--- What the task requires ---
Reproduce the records below word for word, from the line containing "segment --target=white building" through the line containing "M 329 45 L 280", with both of those lines included.

>> Start Material supplied

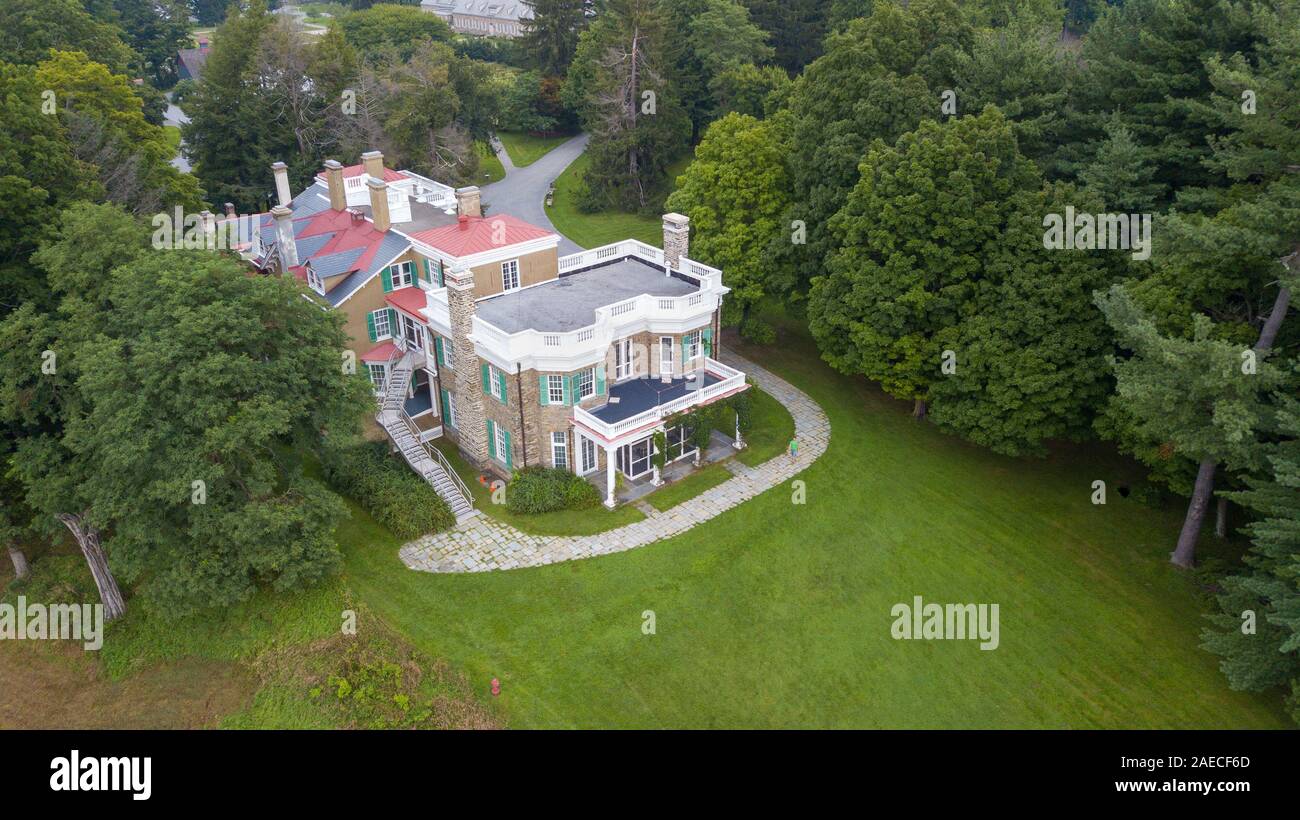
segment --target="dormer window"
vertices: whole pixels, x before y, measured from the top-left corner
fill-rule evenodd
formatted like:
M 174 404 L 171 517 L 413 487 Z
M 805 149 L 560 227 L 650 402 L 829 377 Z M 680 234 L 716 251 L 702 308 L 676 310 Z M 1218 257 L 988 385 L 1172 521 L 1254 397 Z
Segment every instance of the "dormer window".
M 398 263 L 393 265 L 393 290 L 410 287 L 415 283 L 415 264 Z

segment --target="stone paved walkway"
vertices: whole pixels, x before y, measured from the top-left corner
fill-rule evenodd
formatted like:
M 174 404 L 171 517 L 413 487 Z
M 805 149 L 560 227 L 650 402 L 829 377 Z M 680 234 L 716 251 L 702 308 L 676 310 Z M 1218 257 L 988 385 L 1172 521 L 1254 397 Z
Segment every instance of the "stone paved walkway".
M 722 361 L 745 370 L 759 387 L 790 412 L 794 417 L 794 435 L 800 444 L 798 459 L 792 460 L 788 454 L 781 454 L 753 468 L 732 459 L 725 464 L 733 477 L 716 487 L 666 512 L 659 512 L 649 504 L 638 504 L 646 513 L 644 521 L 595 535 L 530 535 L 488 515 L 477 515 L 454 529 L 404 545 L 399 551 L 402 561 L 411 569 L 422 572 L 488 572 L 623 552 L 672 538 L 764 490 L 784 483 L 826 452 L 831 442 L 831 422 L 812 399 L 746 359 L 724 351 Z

>> End Material supplied
>> Start Material supplied

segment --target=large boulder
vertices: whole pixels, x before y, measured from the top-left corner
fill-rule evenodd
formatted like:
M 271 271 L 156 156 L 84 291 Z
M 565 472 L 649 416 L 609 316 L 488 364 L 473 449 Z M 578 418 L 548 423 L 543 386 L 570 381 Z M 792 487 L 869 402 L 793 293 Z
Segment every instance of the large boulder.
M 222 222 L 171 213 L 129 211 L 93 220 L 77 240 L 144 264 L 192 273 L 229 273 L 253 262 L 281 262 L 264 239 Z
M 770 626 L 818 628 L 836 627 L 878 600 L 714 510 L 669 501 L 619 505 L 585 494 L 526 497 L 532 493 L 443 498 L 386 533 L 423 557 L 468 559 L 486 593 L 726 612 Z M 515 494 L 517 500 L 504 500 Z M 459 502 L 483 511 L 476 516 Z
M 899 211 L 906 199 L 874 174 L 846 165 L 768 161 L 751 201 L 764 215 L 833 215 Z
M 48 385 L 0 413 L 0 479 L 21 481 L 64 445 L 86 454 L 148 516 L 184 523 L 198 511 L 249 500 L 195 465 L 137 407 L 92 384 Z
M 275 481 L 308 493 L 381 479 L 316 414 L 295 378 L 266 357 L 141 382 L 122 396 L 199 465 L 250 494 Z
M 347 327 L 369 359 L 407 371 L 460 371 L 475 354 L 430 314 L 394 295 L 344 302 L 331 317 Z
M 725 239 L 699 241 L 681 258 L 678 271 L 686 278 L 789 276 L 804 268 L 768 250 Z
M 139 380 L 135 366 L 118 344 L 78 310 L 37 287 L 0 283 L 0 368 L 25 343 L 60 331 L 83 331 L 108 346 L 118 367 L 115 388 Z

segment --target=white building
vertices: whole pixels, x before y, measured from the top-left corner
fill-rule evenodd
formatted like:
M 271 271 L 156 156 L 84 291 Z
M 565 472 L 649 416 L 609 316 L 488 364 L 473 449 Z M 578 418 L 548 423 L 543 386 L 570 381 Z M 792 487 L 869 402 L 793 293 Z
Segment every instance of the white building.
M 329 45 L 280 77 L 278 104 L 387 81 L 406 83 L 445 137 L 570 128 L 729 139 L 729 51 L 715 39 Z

>> End Material supplied

--- Answer to the exercise ---
segment --target=white building
vertices: whole pixels, x before y, measured from the top-left corner
fill-rule evenodd
formatted like:
M 271 271 L 156 156 L 84 291 Z
M 565 472 L 649 416 L 609 316 L 488 364 L 473 449 Z M 578 418 L 548 423 L 543 386 L 570 381 Z M 792 487 L 869 402 L 793 293 Z
Segment every instance of the white building.
M 329 45 L 280 77 L 278 104 L 387 81 L 406 83 L 445 137 L 570 128 L 729 139 L 729 51 L 715 39 Z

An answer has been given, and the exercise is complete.